# GIVEN ENTRIES:
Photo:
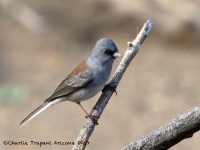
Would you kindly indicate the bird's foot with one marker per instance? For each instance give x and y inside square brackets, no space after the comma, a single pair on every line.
[111,87]
[93,118]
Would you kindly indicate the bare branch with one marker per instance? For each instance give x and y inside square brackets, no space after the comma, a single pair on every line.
[130,53]
[178,129]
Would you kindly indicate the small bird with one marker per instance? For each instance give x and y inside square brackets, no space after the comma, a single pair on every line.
[86,80]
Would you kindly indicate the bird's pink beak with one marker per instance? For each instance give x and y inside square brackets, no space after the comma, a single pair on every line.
[117,54]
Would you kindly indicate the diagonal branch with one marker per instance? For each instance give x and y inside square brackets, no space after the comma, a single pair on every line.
[130,53]
[178,129]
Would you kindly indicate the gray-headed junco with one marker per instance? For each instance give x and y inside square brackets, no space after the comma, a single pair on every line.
[86,80]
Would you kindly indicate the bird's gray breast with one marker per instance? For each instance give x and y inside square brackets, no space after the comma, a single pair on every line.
[101,76]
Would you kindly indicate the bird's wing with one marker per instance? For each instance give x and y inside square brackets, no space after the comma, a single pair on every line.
[79,78]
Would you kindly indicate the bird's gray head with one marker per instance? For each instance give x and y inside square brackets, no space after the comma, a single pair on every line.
[105,51]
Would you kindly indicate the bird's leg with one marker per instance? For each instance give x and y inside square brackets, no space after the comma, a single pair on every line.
[93,118]
[110,86]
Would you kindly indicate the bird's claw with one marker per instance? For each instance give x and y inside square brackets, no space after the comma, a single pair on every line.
[109,87]
[93,118]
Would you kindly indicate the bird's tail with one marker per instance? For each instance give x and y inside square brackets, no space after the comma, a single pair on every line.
[38,110]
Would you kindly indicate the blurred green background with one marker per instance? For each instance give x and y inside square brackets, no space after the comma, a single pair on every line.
[42,41]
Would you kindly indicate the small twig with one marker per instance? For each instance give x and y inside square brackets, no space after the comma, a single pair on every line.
[178,129]
[130,53]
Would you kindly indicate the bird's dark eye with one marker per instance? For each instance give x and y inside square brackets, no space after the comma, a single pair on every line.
[108,52]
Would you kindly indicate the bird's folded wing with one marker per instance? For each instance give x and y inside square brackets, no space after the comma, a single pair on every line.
[72,84]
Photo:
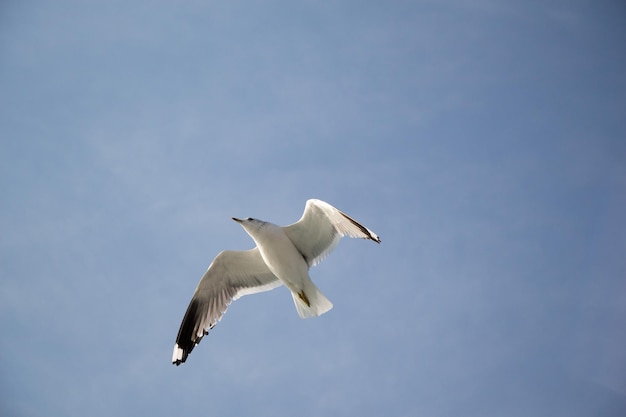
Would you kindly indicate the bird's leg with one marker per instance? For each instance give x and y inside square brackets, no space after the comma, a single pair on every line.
[304,298]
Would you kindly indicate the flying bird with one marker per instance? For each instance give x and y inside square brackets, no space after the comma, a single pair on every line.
[282,256]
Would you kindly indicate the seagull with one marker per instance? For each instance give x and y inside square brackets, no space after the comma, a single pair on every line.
[282,256]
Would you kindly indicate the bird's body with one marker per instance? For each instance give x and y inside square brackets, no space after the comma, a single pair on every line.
[282,256]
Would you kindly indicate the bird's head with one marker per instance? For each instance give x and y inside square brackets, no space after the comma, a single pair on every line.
[250,225]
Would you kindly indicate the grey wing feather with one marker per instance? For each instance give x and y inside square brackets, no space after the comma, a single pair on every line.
[231,275]
[321,227]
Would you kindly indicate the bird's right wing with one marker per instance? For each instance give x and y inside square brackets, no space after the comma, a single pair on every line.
[231,275]
[321,227]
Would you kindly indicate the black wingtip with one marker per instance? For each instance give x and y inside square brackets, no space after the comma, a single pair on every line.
[186,339]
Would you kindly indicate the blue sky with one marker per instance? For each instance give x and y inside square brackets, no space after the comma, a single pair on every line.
[485,142]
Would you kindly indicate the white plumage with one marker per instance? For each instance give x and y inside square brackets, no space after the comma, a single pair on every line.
[283,256]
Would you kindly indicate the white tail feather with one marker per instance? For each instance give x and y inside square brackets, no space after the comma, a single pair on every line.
[319,304]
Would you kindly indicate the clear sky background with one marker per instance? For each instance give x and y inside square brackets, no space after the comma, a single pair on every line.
[484,141]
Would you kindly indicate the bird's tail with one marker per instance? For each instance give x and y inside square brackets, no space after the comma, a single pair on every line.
[310,302]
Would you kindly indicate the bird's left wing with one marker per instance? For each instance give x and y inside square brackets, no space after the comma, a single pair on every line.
[231,275]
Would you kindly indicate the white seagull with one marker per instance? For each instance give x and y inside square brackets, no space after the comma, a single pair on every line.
[283,255]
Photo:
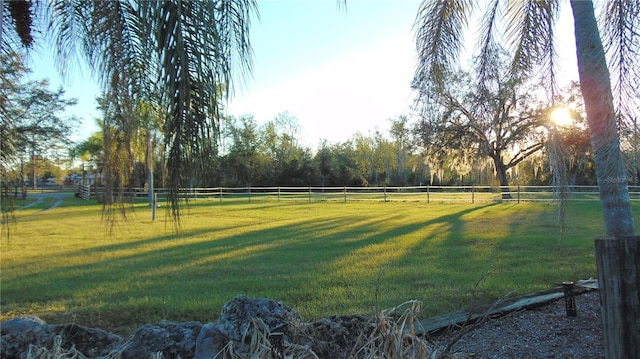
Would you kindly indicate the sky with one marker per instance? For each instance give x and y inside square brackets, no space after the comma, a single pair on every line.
[338,71]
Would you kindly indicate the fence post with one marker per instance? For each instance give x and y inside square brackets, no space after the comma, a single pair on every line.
[154,204]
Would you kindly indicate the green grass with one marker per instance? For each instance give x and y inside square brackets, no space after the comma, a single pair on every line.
[321,258]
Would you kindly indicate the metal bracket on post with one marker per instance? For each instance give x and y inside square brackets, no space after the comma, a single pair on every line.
[569,299]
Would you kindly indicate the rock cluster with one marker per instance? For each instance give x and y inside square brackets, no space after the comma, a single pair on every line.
[235,331]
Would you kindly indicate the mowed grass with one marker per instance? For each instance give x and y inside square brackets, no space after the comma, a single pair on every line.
[321,258]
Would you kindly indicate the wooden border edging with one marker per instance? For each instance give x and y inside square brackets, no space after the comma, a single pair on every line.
[461,318]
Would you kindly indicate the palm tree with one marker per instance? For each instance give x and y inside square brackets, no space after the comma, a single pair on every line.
[180,56]
[530,25]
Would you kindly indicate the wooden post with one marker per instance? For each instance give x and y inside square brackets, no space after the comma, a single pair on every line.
[618,261]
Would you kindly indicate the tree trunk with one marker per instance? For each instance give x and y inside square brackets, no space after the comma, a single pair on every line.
[618,255]
[596,91]
[618,262]
[501,173]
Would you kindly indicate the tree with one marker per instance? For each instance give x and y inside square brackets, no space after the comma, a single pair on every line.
[180,55]
[531,28]
[33,116]
[490,116]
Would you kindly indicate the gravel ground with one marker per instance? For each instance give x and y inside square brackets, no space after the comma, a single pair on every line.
[545,332]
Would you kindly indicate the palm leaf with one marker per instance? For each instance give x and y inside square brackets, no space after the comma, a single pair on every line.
[621,39]
[439,36]
[532,26]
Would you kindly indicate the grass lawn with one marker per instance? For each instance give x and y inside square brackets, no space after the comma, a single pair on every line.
[321,258]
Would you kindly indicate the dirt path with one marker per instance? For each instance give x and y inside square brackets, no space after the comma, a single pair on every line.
[40,197]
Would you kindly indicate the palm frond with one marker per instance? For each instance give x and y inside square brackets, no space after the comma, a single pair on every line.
[532,25]
[439,37]
[200,45]
[621,39]
[488,45]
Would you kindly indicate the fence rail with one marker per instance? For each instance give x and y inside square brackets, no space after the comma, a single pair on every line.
[463,194]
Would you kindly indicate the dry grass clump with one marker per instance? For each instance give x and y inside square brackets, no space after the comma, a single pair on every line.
[389,335]
[56,352]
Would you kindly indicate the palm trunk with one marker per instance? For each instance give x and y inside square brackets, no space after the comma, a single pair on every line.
[596,90]
[618,254]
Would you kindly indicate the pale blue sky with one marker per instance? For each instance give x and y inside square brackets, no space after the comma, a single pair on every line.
[338,71]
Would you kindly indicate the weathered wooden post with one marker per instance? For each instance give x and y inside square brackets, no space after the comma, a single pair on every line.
[618,260]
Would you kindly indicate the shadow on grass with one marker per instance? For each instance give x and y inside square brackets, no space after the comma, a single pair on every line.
[326,265]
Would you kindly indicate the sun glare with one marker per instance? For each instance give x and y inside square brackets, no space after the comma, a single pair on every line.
[561,116]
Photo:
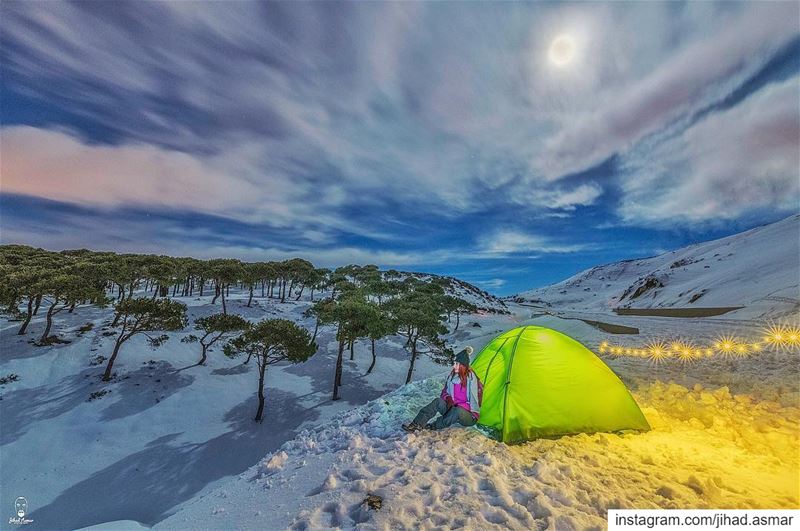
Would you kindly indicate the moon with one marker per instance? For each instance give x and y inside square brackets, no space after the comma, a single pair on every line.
[562,50]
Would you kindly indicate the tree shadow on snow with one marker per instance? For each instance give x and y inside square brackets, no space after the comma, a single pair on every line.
[156,381]
[23,408]
[146,485]
[356,388]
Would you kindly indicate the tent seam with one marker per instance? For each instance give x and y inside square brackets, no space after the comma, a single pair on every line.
[508,381]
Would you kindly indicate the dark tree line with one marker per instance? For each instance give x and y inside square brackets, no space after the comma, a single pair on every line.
[361,303]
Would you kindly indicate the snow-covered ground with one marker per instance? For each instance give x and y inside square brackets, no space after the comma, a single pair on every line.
[174,445]
[710,447]
[758,269]
[167,431]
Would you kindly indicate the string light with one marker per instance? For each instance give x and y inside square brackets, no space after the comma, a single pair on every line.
[774,337]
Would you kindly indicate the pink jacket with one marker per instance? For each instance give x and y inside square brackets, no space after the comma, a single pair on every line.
[467,397]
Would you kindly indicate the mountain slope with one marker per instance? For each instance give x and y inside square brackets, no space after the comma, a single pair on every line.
[758,269]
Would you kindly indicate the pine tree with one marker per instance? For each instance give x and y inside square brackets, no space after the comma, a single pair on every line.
[140,316]
[215,327]
[271,341]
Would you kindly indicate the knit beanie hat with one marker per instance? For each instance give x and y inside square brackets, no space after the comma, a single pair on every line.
[463,356]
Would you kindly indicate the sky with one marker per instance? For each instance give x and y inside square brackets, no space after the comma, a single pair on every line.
[509,144]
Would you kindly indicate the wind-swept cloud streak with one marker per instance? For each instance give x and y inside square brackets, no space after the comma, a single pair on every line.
[405,127]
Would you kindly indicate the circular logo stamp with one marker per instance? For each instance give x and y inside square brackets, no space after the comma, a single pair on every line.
[21,506]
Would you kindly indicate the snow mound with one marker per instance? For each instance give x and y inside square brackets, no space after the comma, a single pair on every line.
[708,449]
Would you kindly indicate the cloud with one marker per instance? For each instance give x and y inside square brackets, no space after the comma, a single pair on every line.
[700,73]
[164,236]
[57,165]
[729,163]
[508,241]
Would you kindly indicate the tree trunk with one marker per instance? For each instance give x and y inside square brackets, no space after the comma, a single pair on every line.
[337,379]
[28,317]
[262,367]
[413,359]
[372,365]
[107,374]
[49,324]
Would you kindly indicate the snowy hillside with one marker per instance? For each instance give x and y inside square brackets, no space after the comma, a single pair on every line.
[758,270]
[710,447]
[484,300]
[165,430]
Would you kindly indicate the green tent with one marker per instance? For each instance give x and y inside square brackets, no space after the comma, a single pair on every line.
[541,383]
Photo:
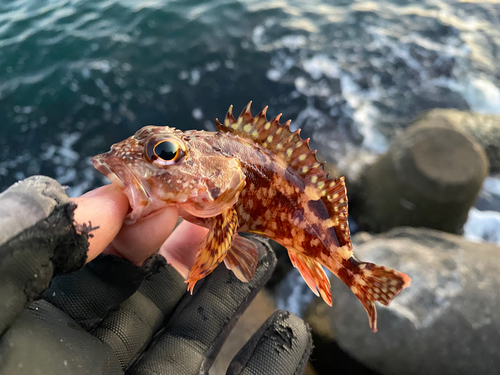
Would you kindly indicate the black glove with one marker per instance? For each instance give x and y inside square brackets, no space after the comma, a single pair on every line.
[112,317]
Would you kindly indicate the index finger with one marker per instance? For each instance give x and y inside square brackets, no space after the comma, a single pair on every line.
[105,208]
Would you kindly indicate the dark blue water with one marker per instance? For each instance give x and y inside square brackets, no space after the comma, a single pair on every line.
[77,76]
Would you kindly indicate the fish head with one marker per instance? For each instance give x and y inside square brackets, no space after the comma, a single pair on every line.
[160,166]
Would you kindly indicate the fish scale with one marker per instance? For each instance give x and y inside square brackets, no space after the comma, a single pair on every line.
[252,175]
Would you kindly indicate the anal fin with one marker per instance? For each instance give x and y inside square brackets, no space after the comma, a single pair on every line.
[377,283]
[313,274]
[214,246]
[242,258]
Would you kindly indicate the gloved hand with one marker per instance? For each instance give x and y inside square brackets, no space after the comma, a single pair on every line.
[113,316]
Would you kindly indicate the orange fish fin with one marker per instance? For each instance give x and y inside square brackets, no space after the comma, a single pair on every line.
[313,274]
[214,246]
[335,200]
[276,137]
[376,283]
[242,258]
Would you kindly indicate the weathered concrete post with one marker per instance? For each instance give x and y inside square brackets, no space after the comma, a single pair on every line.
[430,177]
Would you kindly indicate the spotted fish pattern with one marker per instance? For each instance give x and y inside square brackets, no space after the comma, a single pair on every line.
[252,175]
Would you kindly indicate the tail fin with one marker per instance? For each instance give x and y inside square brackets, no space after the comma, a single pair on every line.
[377,283]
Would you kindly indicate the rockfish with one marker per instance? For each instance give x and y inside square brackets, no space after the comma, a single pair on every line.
[252,175]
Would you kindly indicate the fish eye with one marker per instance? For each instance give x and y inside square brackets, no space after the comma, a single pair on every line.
[165,152]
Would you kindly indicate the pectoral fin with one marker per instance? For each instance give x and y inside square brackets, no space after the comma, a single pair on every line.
[313,275]
[214,246]
[242,258]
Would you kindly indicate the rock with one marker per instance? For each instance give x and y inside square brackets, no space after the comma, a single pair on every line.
[446,322]
[430,177]
[485,129]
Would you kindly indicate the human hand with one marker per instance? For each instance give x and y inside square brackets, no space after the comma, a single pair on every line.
[106,319]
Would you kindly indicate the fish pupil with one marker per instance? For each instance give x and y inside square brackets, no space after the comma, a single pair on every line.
[166,150]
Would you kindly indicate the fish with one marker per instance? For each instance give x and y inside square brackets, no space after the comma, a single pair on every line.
[252,175]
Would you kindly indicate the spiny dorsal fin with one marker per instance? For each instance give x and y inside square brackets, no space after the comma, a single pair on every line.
[296,152]
[277,138]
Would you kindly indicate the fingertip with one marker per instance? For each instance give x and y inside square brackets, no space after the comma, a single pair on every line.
[104,209]
[137,242]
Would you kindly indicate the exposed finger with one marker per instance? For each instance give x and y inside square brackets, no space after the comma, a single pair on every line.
[138,241]
[282,345]
[191,340]
[105,208]
[181,247]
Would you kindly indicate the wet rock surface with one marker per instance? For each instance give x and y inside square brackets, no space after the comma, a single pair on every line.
[430,177]
[446,322]
[485,129]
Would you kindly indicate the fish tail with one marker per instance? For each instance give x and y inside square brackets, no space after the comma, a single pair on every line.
[371,283]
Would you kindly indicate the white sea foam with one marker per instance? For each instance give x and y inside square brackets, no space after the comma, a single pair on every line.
[483,226]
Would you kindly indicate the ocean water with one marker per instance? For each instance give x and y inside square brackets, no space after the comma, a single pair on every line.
[77,76]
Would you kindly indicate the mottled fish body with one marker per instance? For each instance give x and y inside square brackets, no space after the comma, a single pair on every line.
[252,175]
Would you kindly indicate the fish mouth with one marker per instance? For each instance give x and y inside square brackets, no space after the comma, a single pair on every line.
[137,190]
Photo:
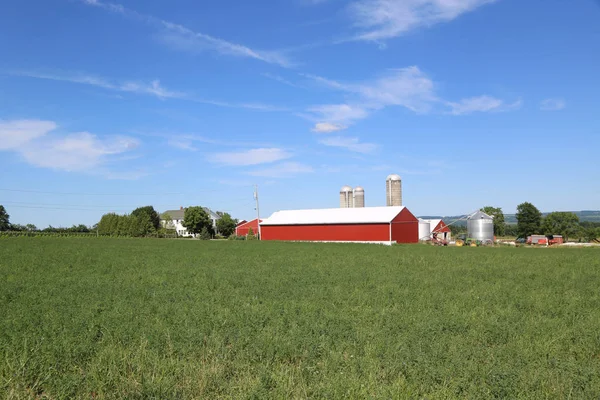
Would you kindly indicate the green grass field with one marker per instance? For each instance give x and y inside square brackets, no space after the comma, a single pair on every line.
[144,318]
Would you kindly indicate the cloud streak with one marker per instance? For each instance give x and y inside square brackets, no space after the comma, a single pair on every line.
[482,104]
[250,157]
[553,104]
[38,144]
[384,19]
[350,143]
[183,38]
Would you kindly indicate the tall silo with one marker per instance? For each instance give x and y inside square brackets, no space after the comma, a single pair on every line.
[359,197]
[424,229]
[480,226]
[393,190]
[346,197]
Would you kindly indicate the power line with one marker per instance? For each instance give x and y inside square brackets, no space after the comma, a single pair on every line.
[118,194]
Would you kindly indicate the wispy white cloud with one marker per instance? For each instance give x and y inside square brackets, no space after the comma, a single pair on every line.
[36,142]
[183,38]
[482,104]
[407,87]
[350,143]
[153,88]
[554,104]
[384,19]
[283,170]
[250,157]
[327,127]
[281,79]
[182,144]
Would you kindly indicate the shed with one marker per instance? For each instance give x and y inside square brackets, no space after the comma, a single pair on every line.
[243,228]
[439,226]
[368,225]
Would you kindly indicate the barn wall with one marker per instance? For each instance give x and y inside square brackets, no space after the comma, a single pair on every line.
[405,228]
[341,232]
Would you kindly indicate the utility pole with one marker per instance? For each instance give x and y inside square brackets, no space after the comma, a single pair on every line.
[257,210]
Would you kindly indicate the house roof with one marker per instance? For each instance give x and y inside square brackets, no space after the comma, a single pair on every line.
[178,214]
[363,215]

# YOUR INSTRUCTIONS:
Beginning with the line that contains "Would you kindly indicate the barn", repeat every line through the end of the records and nothing more.

# WRITTEN ANSWER:
Would you kindly indicate the barn wall with one marker per instance? For each instance give x and y inside square brackets, no space after the comma, a single pair on every line.
[405,228]
[341,232]
Would you kindly indicate the utility pole with one marker per instance? For each instance give x and y inside square brackets, no space after the comma, a single pair on every line.
[257,210]
Would you kindly indicate the house roof with one marker per instance? For each instance give x and y inside square brackets, no space after the comma, a single pair on every line.
[178,214]
[363,215]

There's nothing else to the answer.